→ TASK DETAILS
Reproduce the items from the start of the records through the line containing "pixel 84 59", including the requests, and return only those lines. Scale the point coordinates in the answers by 0.3 and round to whole numbers, with halves rounding up. Leave the requests and their sample points unchanged, and omit the pictures.

------

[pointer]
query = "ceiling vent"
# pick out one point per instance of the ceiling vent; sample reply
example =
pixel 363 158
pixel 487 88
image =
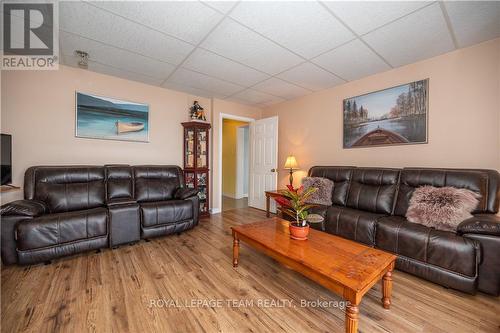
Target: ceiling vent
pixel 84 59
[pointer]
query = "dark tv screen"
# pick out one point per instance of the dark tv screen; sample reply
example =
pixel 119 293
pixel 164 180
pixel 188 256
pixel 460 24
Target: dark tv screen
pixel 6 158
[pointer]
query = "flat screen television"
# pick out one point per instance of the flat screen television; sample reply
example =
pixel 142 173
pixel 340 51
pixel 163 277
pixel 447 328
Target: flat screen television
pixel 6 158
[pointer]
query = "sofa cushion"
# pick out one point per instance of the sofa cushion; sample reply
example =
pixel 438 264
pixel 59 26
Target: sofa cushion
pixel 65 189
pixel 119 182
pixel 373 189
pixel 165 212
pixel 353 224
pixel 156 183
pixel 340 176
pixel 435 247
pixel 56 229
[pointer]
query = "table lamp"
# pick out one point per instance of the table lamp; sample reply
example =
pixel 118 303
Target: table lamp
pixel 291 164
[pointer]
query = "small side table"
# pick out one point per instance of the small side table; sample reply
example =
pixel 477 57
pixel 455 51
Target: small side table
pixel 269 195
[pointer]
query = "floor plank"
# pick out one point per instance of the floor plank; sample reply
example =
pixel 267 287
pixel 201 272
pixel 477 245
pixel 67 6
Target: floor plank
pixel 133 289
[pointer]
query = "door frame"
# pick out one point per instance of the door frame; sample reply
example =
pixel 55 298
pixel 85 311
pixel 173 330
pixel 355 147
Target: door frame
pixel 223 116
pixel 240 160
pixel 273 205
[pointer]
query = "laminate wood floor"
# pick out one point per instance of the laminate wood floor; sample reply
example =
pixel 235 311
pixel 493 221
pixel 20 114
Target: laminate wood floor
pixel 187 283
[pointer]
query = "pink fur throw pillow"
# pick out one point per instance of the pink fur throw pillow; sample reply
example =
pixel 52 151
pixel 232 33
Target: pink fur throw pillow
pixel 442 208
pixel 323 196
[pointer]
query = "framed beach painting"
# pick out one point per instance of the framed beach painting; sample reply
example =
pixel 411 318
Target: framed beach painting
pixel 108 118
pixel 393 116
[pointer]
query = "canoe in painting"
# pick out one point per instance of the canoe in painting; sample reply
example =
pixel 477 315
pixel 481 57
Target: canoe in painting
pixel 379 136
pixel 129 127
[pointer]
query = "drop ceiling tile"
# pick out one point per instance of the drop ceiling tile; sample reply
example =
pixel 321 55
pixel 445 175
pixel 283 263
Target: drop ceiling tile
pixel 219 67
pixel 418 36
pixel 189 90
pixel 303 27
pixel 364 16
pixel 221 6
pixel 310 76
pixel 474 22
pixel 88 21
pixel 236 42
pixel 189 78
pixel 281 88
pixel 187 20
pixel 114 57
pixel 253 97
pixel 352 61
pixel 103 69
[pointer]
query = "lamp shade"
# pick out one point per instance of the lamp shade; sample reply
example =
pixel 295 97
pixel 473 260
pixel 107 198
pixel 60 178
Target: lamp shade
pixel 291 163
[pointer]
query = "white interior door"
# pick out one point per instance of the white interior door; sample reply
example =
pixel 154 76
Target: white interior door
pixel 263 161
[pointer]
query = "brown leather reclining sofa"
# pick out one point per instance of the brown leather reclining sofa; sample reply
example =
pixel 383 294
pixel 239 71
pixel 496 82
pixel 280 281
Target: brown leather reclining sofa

------

→ SOLVED EXERCISE
[pointer]
query = "ceiling vent"
# pick out one point per instance of the ceiling vent; sample reply
example =
pixel 363 158
pixel 487 88
image =
Target: ceiling vent
pixel 25 18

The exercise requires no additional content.